## Exercise prompt
Could you reproduce, word for word, everything below from the line containing "Target: water reflection" down to the line containing "Target: bush along riverbank", with both of those lines included and no others?

## Given records
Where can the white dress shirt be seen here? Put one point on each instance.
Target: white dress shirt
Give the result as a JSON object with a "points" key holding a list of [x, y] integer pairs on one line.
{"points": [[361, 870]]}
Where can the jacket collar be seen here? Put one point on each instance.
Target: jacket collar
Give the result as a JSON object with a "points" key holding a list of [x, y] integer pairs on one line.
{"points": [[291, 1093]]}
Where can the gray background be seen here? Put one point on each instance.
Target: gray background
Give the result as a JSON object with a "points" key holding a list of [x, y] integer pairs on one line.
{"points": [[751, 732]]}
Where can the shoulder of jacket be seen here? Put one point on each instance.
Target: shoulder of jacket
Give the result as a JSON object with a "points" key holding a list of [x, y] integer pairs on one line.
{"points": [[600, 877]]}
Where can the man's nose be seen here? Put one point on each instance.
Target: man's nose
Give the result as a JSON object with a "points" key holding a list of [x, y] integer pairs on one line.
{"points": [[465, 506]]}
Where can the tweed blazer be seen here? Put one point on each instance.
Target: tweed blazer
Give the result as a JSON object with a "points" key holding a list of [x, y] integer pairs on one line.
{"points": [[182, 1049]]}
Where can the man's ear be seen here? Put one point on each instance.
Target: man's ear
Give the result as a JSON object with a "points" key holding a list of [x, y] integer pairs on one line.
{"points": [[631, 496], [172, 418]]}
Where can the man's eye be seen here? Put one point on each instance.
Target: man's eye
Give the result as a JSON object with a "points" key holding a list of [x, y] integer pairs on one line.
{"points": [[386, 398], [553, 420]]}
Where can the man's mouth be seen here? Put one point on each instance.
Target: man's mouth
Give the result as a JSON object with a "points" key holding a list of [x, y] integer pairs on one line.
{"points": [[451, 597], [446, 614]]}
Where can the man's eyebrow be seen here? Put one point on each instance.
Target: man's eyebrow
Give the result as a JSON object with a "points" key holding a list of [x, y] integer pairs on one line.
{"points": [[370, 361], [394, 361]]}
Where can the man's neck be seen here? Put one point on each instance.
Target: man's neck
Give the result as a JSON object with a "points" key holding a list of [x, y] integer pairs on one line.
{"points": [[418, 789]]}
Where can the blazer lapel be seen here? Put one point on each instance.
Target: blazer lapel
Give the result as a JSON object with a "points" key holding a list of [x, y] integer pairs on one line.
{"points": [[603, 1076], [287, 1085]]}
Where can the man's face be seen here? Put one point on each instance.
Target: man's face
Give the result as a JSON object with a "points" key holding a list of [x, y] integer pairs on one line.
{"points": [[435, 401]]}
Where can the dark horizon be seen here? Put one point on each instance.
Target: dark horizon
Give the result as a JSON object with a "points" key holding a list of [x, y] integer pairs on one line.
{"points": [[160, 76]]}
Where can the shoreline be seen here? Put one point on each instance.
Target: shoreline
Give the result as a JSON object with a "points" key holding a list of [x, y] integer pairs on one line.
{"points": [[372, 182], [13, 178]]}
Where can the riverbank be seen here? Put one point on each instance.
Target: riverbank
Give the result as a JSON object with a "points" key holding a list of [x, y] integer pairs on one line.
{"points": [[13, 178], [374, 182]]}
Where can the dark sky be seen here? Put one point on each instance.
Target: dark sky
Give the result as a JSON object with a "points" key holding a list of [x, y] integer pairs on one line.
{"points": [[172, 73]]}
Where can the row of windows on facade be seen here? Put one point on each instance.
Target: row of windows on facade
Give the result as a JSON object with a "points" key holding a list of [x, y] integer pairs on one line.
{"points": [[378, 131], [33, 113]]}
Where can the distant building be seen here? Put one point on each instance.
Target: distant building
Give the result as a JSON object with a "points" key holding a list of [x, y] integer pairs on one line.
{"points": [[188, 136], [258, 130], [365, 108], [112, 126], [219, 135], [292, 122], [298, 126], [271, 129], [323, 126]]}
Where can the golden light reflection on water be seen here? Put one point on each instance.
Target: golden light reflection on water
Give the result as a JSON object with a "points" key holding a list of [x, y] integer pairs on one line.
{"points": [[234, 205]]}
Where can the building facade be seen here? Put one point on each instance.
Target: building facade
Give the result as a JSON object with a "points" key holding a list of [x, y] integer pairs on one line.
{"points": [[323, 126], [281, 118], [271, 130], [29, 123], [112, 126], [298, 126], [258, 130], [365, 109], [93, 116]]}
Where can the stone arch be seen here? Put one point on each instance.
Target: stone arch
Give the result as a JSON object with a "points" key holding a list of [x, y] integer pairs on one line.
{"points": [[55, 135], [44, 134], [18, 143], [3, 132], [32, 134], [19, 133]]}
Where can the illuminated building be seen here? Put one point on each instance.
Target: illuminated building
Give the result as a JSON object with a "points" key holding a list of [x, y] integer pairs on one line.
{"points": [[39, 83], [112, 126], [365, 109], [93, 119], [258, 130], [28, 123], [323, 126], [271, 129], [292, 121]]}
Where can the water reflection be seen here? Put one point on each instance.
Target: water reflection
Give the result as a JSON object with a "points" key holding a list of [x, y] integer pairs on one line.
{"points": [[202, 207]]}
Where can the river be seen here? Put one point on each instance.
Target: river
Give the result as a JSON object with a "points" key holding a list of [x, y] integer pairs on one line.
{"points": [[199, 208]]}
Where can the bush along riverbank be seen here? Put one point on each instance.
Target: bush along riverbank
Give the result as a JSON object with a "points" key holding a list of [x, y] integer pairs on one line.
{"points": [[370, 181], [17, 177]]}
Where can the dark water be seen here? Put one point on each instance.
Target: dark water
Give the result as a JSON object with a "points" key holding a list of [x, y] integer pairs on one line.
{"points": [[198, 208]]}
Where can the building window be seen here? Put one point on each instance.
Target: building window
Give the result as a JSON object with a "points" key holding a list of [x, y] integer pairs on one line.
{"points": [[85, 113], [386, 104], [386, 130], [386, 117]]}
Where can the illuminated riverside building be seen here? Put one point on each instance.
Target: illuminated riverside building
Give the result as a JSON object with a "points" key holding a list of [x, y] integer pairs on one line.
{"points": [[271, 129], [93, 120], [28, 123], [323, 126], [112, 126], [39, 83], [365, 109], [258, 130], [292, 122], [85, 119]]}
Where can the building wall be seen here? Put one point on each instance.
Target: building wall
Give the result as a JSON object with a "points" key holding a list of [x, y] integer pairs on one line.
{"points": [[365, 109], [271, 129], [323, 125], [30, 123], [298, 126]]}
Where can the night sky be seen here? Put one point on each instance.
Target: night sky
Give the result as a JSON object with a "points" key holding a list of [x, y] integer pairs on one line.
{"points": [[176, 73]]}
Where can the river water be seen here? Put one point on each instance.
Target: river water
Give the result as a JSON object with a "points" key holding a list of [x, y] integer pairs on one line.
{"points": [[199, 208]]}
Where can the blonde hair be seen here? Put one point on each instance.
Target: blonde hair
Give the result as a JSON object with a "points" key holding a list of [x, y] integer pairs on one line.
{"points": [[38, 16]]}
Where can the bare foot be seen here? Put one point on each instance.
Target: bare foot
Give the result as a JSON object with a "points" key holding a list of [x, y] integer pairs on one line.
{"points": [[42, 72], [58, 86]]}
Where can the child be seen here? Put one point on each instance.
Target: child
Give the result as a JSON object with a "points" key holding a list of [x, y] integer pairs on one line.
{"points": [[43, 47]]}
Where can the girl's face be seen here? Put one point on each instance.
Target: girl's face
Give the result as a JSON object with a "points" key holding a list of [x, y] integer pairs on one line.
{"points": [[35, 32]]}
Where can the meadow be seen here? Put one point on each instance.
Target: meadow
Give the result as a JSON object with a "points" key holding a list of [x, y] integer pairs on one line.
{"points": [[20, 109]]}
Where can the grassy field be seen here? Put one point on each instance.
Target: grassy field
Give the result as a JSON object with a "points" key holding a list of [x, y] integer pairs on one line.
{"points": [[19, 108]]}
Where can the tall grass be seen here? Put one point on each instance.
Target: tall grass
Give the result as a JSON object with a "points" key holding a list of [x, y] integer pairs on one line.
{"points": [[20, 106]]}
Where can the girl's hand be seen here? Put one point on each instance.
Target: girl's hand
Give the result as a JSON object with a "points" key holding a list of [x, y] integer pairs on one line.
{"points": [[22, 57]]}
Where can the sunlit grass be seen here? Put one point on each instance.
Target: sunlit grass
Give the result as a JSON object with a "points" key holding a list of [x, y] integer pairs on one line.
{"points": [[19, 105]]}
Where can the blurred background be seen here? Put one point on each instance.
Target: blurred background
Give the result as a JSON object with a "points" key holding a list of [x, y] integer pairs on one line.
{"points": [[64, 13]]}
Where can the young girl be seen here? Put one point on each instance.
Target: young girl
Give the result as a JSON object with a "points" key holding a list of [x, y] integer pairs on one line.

## Solution
Target: water reflection
Give the result as a JSON object with a "points" key holding a list of [x, y] integer pairs on one line.
{"points": [[202, 207]]}
Where can the river be seen here? Put one point on each instance.
Target: river
Give the result as a JSON object with a "points" key holding a list of [x, y] integer pairs on one line.
{"points": [[199, 208]]}
Where can the bush along riverbank be seen here? Put one point on each instance.
Target: bush along riverbank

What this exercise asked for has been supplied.